(begin)

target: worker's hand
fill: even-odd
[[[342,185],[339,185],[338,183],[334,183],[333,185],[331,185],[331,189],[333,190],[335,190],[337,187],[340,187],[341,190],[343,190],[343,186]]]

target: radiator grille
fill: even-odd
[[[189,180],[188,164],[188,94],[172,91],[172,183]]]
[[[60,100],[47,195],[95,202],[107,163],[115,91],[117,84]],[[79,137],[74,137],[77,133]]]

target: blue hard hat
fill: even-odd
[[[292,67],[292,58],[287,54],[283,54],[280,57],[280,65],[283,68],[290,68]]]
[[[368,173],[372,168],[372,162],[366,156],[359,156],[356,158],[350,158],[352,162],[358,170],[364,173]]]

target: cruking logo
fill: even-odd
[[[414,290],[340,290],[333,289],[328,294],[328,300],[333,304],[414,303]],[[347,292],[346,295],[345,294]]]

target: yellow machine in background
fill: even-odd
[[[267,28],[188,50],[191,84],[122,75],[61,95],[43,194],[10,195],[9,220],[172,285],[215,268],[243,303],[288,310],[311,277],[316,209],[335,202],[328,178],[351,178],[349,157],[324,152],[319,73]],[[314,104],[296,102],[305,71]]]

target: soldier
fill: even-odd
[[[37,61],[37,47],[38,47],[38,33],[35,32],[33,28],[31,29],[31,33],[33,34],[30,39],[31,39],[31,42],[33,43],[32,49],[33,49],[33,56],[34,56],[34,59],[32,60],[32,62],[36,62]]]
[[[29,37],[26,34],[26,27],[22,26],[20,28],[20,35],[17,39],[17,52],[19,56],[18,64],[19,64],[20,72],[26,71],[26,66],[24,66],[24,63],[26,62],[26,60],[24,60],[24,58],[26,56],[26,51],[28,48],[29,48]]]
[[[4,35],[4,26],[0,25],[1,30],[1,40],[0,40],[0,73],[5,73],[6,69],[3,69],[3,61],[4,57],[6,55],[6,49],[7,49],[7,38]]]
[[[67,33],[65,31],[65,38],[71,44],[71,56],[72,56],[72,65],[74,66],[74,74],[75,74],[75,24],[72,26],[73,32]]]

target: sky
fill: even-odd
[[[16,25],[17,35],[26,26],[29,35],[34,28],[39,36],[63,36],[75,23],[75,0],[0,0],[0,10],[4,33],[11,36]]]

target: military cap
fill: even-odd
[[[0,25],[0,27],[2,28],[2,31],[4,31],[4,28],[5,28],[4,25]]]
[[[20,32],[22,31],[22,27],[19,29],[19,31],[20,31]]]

(end)

> What you have to do
Reproduce all of the records above line for line, without altering, adding, or omitting anything.

> Task answer
target: worker's hand
fill: even-odd
[[[342,185],[339,185],[338,183],[334,183],[333,185],[331,185],[331,189],[333,190],[335,190],[337,187],[340,187],[341,190],[343,190],[343,186]]]

target: radiator grille
fill: even-odd
[[[189,180],[188,164],[188,94],[172,91],[172,183]]]
[[[60,100],[47,195],[95,202],[107,163],[115,91],[117,84]],[[79,137],[74,137],[77,133]]]

target: blue hard hat
fill: even-odd
[[[292,67],[292,58],[287,54],[283,54],[280,57],[280,65],[283,68],[290,68]]]
[[[368,173],[372,168],[372,162],[366,156],[359,156],[356,158],[350,158],[352,162],[358,170],[364,173]]]

target: cruking logo
fill: even-odd
[[[414,290],[340,290],[333,289],[328,294],[328,300],[333,304],[414,303]],[[347,292],[346,295],[345,294]]]

target: yellow machine in background
fill: even-odd
[[[267,28],[188,50],[191,84],[122,75],[61,95],[43,194],[10,195],[9,220],[172,285],[215,268],[243,303],[288,310],[311,277],[316,209],[335,202],[328,178],[351,178],[349,157],[324,152],[319,73]],[[314,104],[296,102],[305,71]]]

target: soldier
fill: even-odd
[[[37,61],[37,47],[38,47],[38,33],[35,32],[33,28],[31,29],[31,33],[33,34],[30,39],[31,39],[31,42],[33,43],[32,49],[33,49],[33,56],[34,56],[34,59],[32,60],[32,62],[36,62]]]
[[[29,37],[26,34],[26,27],[22,26],[20,28],[20,35],[17,39],[17,52],[19,56],[18,64],[19,64],[20,72],[26,71],[26,66],[24,66],[24,63],[26,62],[26,60],[24,60],[24,58],[26,56],[26,51],[28,48],[29,48]]]
[[[4,35],[4,26],[0,25],[1,30],[1,40],[0,40],[0,73],[5,73],[6,69],[3,69],[3,61],[4,57],[6,55],[6,49],[7,49],[7,38]]]
[[[67,33],[65,31],[65,38],[71,44],[71,56],[72,56],[72,65],[74,66],[74,74],[75,74],[75,24],[72,26],[73,32]]]

target: sky
fill: even-odd
[[[16,25],[17,35],[26,26],[29,35],[34,28],[39,36],[63,36],[75,23],[75,0],[0,0],[0,10],[4,33],[11,36]]]

target: military cap
fill: even-odd
[[[0,25],[0,27],[2,28],[2,31],[4,31],[4,28],[5,28],[4,25]]]
[[[20,32],[22,31],[22,27],[19,29],[19,31],[20,31]]]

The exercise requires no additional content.